→ Brief 1
In the article on the Ramadhan bazaar:
(a) What date does the article carry?
(b) How many questions does the article say drive it?
(c) What are people engaged in small businesses known as?

→ Excerpted passage
● ● ●

Lecturer: Ramadhan bazaar needs ‘code of soul’

May 30, 2019

By Dr Hanudin Amin

RAMADHAN is a sacred month for muslims at worldwide where they are obliged to fast and being encouraged to do charities and good deeds as many as possible to gain the rewards from the Almighty.

Good business-social interactions is one of the ways leading to gain the rewards.

Ramadhan bazaar is a marketplace, where sellers and buyers meet primarily for buy and sale purposes.

This article driven by three questions:

What are features to define a bazaar as Islamic?

Are there any unethical occurrences in the bazaar?

What is the code of soul for the bazaar?

Many people get engaged in small businesses and they are known as petty traders. By definition, a petty trader can be defined a person who runs a legitimate small scale of business that has the capacity of becoming a profitable business if closely monitored through the selling of products that is drawn from the sale of small inexpensive items like food items, handicrafts and others. However, it is quite subjective.

● ● ●

→ The input
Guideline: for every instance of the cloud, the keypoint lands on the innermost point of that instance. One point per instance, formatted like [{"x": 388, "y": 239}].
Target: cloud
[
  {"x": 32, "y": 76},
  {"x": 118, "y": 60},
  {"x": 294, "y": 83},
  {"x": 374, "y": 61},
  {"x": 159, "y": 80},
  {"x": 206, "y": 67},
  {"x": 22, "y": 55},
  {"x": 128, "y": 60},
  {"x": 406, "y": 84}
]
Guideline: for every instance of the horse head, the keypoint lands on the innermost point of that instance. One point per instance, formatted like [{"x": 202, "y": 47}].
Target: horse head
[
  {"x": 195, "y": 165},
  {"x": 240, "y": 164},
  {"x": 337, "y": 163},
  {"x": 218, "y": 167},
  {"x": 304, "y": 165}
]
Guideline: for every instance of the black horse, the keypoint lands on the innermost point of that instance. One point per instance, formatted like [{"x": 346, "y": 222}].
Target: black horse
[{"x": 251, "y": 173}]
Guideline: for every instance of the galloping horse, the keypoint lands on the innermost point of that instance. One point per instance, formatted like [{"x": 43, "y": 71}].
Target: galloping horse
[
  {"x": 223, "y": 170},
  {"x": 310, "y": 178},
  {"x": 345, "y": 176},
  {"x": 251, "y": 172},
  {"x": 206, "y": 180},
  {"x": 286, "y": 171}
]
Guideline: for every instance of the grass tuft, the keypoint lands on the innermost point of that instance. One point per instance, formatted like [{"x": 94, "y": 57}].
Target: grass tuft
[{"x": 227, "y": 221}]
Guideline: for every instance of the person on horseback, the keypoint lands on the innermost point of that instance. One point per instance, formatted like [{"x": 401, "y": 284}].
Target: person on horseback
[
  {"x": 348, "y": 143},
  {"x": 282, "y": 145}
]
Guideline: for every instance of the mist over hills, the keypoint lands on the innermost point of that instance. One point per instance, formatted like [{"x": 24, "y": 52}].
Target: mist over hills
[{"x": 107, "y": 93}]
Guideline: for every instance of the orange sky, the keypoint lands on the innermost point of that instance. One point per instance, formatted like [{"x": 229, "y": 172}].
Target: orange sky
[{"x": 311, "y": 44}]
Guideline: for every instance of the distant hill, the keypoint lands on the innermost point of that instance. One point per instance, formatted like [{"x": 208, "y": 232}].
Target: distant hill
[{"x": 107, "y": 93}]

● ● ●

→ Brief 2
Copy the entries word for word, from the line with "Guideline: for every instance of the galloping" through the end of the entries.

→ Worked answer 1
(a) May 30, 2019
(b) Three
(c) Petty traders

→ Worked answer 2
Guideline: for every instance of the galloping horse, the keypoint lands on the innermost point of that instance. One point per instance, formatted like [{"x": 43, "y": 71}].
Target: galloping horse
[
  {"x": 223, "y": 170},
  {"x": 310, "y": 178},
  {"x": 345, "y": 176},
  {"x": 251, "y": 172},
  {"x": 206, "y": 180},
  {"x": 286, "y": 171}
]
Guideline: for every instance of the grass tuft, the keypoint lands on the innermost point of that instance. One point per instance, formatted like [{"x": 94, "y": 57}].
Target: grass tuft
[{"x": 227, "y": 221}]
Guideline: for every instance of the person on horseback, the keypoint lands on the innermost point of that instance. One point per instance, formatted like [{"x": 401, "y": 284}].
Target: person on horseback
[
  {"x": 348, "y": 143},
  {"x": 282, "y": 145}
]
Guideline: for every instance of the mist over hills, the keypoint lands on the innermost point of that instance. One point per instance, formatted like [{"x": 24, "y": 52}].
Target: mist over hills
[{"x": 107, "y": 93}]
Guideline: for every instance of the orange sky, the keypoint lands on the innermost point of that instance. One point per instance, formatted like [{"x": 229, "y": 172}].
Target: orange sky
[{"x": 311, "y": 44}]
Guideline: for every instance of the distant hill, the keypoint lands on the innermost point of that instance. One point per instance, formatted like [{"x": 208, "y": 232}].
Target: distant hill
[{"x": 107, "y": 93}]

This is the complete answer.